## The data
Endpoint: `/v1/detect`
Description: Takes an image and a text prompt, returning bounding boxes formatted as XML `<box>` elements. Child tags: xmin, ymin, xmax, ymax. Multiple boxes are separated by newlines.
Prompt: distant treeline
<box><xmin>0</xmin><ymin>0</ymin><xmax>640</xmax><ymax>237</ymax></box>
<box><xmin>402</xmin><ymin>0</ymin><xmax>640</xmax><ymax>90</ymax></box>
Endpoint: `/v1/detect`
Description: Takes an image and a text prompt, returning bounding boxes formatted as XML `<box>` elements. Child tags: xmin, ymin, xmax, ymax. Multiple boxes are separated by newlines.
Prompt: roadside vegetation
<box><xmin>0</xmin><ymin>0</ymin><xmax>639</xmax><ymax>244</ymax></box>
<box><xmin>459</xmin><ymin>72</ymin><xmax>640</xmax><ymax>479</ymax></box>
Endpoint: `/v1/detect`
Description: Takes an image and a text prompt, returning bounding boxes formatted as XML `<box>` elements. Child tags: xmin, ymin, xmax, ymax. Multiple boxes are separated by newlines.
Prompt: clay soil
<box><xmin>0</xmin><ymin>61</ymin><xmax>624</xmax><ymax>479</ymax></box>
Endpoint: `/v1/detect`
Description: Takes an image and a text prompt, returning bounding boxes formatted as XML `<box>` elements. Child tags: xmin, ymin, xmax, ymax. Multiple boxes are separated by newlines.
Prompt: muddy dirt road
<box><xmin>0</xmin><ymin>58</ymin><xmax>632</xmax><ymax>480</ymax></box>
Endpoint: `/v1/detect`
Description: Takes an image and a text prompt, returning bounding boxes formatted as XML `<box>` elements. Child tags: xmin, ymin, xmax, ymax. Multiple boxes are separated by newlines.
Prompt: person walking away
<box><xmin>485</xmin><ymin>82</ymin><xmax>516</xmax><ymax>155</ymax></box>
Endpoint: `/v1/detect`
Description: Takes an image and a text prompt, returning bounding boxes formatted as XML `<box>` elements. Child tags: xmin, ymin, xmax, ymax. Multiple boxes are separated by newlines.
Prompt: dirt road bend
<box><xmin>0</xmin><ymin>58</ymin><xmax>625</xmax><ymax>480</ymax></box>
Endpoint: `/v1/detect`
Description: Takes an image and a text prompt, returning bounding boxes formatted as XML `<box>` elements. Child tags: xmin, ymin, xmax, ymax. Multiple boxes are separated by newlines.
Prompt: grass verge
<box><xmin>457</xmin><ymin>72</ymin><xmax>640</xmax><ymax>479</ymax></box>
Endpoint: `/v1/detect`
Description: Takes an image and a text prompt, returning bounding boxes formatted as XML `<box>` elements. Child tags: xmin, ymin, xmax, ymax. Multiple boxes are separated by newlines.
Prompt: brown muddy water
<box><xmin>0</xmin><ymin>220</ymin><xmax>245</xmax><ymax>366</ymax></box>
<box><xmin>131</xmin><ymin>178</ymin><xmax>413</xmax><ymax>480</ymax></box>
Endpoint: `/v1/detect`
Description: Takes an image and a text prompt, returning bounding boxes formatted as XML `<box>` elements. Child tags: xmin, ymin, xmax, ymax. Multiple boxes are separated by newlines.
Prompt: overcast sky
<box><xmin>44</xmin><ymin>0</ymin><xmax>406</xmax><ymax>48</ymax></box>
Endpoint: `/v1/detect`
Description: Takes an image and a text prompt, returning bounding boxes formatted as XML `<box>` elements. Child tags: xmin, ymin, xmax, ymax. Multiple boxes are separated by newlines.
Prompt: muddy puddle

## Job
Repeat each entry word for word.

## Output for this exercise
Endpoint: `/v1/detect`
Description: Takes an image and a text prompt, returning bounding boxes formatted as XML `<box>` elements. Child tags: xmin, ymin, xmax, ymax. Multiple boxes are separated by newlines.
Prompt: distant treeline
<box><xmin>0</xmin><ymin>0</ymin><xmax>640</xmax><ymax>237</ymax></box>
<box><xmin>402</xmin><ymin>0</ymin><xmax>640</xmax><ymax>90</ymax></box>
Endpoint: `/v1/detect`
Description: Takes an image and a text prompt, returning bounding boxes formatted as XML `<box>` elements. Child tags: xmin, ymin, xmax, ymax. Multiple boxes are separated by newlines.
Prompt: roadside vegetation
<box><xmin>0</xmin><ymin>0</ymin><xmax>639</xmax><ymax>244</ymax></box>
<box><xmin>459</xmin><ymin>72</ymin><xmax>640</xmax><ymax>479</ymax></box>
Endpoint: `/v1/detect`
Description: Takes an image and a text prompt, returning bounding boxes formatted as XML `<box>` elements. Child tags: xmin, ymin, xmax, ymax. Multiple boxes are separated by newlines.
Prompt: clay soil
<box><xmin>0</xmin><ymin>61</ymin><xmax>624</xmax><ymax>479</ymax></box>
Endpoint: `/v1/detect`
Description: Takes an image and a text prompt, returning bounding boxes formatted as XML `<box>` elements. Child tags: xmin, ymin, xmax, ymax. Multiple boxes are separated by newlines.
Prompt: muddy dirt road
<box><xmin>0</xmin><ymin>58</ymin><xmax>632</xmax><ymax>480</ymax></box>
Endpoint: `/v1/detect`
Description: Takes an image and a text prompt, returning bounding boxes formatted as XML `<box>` elements. Child tags: xmin, ymin, xmax, ymax. Multiple boxes are separated by newlines.
Prompt: person walking away
<box><xmin>485</xmin><ymin>82</ymin><xmax>516</xmax><ymax>155</ymax></box>
Endpoint: `/v1/detect`
Description: Takes an image and a text prompt, returning bounding boxes formatted as XML `<box>` elements. Child tags: xmin, ymin, xmax, ymax. Multiple boxes are separated by newlines.
Prompt: dirt road bend
<box><xmin>0</xmin><ymin>58</ymin><xmax>625</xmax><ymax>480</ymax></box>
Endpoint: `/v1/detect`
Description: Takes an image and a text prompt, returning bounding boxes formatted as XML `<box>` elements. Child tags: xmin, ymin, xmax, ymax. Multiple boxes are separated by newlines.
Prompt: grass verge
<box><xmin>457</xmin><ymin>72</ymin><xmax>640</xmax><ymax>479</ymax></box>
Endpoint: `/v1/detect`
Description: Takes an image and a text prompt, returning bounding boxes formatted as XML `<box>` elements. Child tags: xmin, ymin, xmax, ymax. Multiple boxes are separated by newlines.
Prompt: brown muddy water
<box><xmin>0</xmin><ymin>220</ymin><xmax>245</xmax><ymax>366</ymax></box>
<box><xmin>131</xmin><ymin>178</ymin><xmax>413</xmax><ymax>480</ymax></box>
Endpoint: `/v1/detect`
Description: Takes an image and a text prompt, returning bounding boxes formatted as XML `<box>` elements. Child tags: xmin, ymin, xmax, ymax. Multiple boxes are separated by newlines.
Prompt: overcast sky
<box><xmin>44</xmin><ymin>0</ymin><xmax>406</xmax><ymax>48</ymax></box>
Endpoint: `/v1/detect`
Description: Takes an image and a text prompt, returning bounding boxes formatted as XML `<box>` elements. Child tags: xmin, ymin, xmax, ymax. Multiple boxes are separated by newlines.
Prompt: muddy puddle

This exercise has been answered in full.